* **Aim**:
Return the data below verbatim, keeping every line unchanged.

* **Material**:

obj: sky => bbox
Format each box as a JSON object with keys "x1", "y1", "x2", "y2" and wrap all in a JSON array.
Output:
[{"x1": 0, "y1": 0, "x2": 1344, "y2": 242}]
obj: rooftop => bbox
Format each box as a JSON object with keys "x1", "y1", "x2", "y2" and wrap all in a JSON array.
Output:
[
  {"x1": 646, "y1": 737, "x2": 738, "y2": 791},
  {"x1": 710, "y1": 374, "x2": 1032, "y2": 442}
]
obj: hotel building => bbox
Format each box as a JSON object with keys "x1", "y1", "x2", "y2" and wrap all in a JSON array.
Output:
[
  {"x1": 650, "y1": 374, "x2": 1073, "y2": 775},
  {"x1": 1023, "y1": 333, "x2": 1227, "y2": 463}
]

* **Response to the task**:
obj: sky => bbox
Format each box as a JSON object with keys "x1", "y1", "x2", "y2" and wrap all in a JSON array.
Output:
[{"x1": 0, "y1": 0, "x2": 1344, "y2": 242}]
obj: rooftop => bbox
Format each box as a JSON object with keys "x1", "y1", "x2", "y2" and wrap all in a JSON array.
Output:
[
  {"x1": 646, "y1": 737, "x2": 738, "y2": 791},
  {"x1": 710, "y1": 374, "x2": 1032, "y2": 442}
]
obj: hotel building => bbox
Format each box as a JSON object with keys "x1", "y1", "x2", "y2" and wrap all in a JSON array.
Output:
[
  {"x1": 650, "y1": 374, "x2": 1073, "y2": 775},
  {"x1": 1023, "y1": 333, "x2": 1227, "y2": 463}
]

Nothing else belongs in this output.